● Stated task A: Tally the lines of the records below that contain the string "blue", matching case. Give only the number.

● Text section:
********************
Post by Tiredretiredlawyer »

Didn't know where to put this.
http://observer.com/2017/05/lennart-mer ... elections/
TALLINN—Happily, the conference lives on and keeps asking important questions about pressing security issues. This year’s topic, “Darkest Before Dawn?: The War on Trust and How to Win It,” couldn’t be more relevant, coming just a week after Russia’s embarrassingly failed efforts to swing France’s presidential election Moscow’s way. Few cared to note too loudly, at least in open session, that identical Kremlin tricks worked in the United States last November.
********************
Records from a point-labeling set
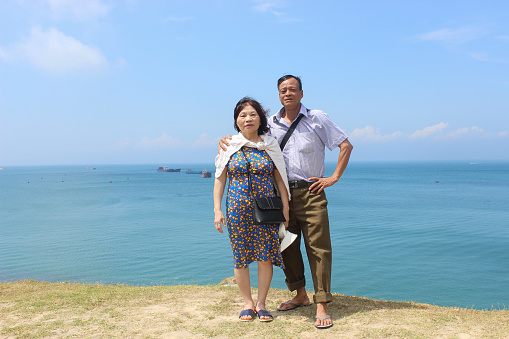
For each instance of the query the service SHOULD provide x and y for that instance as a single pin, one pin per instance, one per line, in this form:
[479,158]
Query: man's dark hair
[262,113]
[289,76]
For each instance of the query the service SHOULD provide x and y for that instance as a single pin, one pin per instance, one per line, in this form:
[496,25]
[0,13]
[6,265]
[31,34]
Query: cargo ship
[167,169]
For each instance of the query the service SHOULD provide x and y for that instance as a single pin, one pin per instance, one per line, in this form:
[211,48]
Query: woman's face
[248,120]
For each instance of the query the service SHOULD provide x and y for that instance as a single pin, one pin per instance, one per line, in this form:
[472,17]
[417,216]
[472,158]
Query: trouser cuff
[296,285]
[322,297]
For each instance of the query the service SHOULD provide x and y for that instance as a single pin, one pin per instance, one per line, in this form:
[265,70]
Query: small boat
[167,169]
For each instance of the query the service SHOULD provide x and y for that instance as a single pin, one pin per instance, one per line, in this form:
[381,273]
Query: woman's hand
[286,213]
[219,221]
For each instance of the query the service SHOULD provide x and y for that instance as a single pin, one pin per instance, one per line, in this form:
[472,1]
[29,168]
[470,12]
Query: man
[304,155]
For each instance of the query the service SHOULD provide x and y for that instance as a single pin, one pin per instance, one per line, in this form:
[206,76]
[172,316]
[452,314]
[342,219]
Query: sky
[91,82]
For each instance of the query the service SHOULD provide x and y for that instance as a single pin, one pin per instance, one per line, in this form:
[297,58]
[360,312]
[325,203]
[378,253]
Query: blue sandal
[249,313]
[265,313]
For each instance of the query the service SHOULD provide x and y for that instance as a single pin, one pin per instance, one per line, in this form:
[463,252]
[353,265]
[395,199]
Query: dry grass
[30,309]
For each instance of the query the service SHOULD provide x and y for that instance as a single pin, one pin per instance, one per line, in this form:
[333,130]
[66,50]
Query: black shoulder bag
[266,210]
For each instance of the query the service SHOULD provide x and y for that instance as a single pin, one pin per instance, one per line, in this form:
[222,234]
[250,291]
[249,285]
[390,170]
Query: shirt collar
[303,110]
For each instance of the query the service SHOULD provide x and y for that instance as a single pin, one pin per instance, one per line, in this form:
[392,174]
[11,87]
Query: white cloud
[162,142]
[369,133]
[56,52]
[465,131]
[453,35]
[438,131]
[205,141]
[264,5]
[177,19]
[271,6]
[79,9]
[428,131]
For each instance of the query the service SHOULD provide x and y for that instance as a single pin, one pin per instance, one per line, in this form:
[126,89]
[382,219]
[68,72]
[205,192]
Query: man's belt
[299,183]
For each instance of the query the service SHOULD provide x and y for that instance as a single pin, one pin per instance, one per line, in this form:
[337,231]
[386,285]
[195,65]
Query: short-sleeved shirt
[304,152]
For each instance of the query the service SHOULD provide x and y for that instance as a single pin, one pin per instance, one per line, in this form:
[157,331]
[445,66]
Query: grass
[32,309]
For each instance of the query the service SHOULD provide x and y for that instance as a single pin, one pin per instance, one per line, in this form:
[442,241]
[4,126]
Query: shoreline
[40,309]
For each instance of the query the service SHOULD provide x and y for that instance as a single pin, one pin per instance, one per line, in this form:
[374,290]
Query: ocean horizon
[432,232]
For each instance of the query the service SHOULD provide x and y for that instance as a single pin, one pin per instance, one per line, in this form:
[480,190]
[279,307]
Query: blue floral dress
[250,242]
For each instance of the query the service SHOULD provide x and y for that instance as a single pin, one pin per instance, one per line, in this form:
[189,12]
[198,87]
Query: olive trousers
[309,220]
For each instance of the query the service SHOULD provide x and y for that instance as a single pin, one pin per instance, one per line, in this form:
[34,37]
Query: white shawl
[269,144]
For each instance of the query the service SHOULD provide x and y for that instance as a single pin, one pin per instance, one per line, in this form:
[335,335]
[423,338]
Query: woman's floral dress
[250,242]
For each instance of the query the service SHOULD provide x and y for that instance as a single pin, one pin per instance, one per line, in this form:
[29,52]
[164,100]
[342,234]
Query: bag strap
[290,131]
[248,173]
[249,176]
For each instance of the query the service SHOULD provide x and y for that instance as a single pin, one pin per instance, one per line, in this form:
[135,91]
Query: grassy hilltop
[31,309]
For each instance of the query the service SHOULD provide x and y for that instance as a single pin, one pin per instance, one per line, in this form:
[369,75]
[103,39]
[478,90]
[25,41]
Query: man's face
[289,93]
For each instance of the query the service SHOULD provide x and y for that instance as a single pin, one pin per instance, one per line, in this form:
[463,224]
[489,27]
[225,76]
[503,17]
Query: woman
[251,242]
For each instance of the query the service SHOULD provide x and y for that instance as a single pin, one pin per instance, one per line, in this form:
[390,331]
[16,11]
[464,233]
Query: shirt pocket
[305,142]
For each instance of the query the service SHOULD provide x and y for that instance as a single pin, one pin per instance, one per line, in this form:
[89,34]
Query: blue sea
[432,232]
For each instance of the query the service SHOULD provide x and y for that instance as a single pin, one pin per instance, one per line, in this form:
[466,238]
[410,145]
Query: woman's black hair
[262,113]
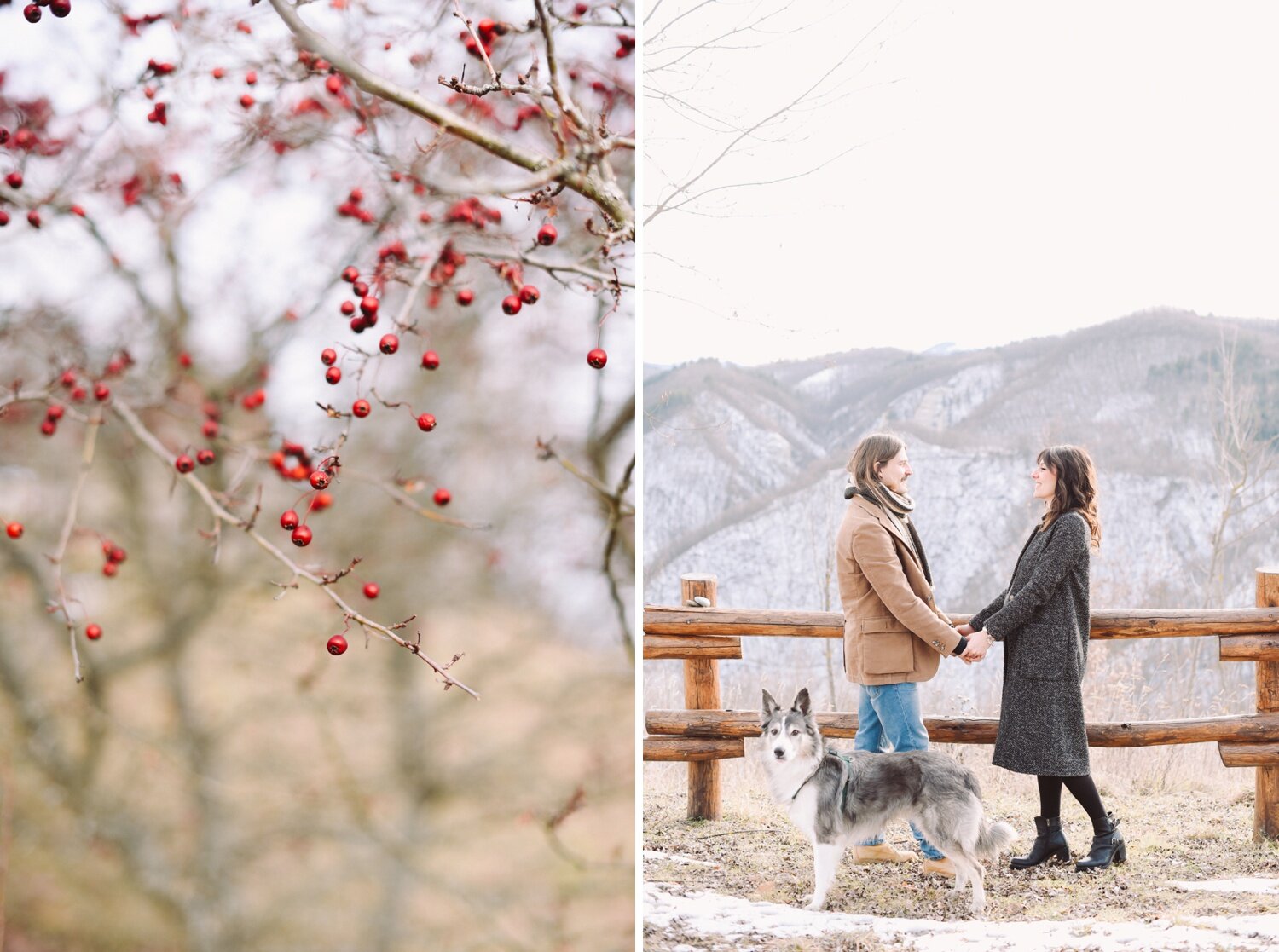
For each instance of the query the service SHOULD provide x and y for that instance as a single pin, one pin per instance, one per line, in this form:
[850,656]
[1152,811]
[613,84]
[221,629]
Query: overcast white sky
[1021,169]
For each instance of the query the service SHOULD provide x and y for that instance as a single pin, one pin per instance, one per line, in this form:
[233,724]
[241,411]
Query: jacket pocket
[887,652]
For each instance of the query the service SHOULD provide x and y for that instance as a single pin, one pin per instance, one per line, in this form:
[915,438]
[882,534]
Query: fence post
[701,693]
[1265,822]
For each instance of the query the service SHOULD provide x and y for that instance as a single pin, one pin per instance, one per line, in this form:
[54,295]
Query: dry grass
[1195,832]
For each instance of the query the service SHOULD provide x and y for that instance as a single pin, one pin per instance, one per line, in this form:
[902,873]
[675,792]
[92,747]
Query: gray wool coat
[1043,620]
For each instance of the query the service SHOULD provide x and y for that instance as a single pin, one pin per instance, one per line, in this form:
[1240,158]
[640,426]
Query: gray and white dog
[842,799]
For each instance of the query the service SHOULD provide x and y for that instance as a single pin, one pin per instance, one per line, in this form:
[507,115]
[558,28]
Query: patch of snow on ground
[742,920]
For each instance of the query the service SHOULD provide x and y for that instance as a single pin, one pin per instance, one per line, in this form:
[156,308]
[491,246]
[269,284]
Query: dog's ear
[770,706]
[802,703]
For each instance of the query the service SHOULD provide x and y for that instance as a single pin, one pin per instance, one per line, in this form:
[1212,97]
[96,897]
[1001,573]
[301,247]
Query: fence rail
[703,734]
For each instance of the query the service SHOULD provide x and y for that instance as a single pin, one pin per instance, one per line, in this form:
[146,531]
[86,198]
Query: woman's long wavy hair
[1076,487]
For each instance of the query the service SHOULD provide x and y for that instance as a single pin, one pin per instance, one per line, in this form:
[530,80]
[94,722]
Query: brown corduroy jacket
[893,629]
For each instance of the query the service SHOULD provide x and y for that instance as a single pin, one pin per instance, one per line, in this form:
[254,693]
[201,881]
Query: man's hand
[979,644]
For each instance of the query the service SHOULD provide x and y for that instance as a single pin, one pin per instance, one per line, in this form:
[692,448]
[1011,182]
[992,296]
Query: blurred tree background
[217,780]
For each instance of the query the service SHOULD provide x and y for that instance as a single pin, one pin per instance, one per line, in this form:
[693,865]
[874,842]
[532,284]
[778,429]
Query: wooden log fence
[701,635]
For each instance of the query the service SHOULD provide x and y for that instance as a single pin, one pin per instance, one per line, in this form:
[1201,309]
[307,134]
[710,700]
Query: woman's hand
[979,644]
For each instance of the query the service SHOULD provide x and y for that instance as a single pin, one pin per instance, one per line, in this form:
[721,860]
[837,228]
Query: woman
[1043,620]
[894,634]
********************
● Stated task B: Retype everything in the conference post above from "Didn't know where" down to "States last November.", keeping every character unchanged.

● Response A: 3

● Response B:
Didn't know where to put this.
http://observer.com/2017/05/lennart-mer ... elections/
TALLINN—Happily, the conference lives on and keeps asking important questions about pressing security issues. This year’s topic, “Darkest Before Dawn?: The War on Trust and How to Win It,” couldn’t be more relevant, coming just a week after Russia’s embarrassingly failed efforts to swing France’s presidential election Moscow’s way. Few cared to note too loudly, at least in open session, that identical Kremlin tricks worked in the United States last November.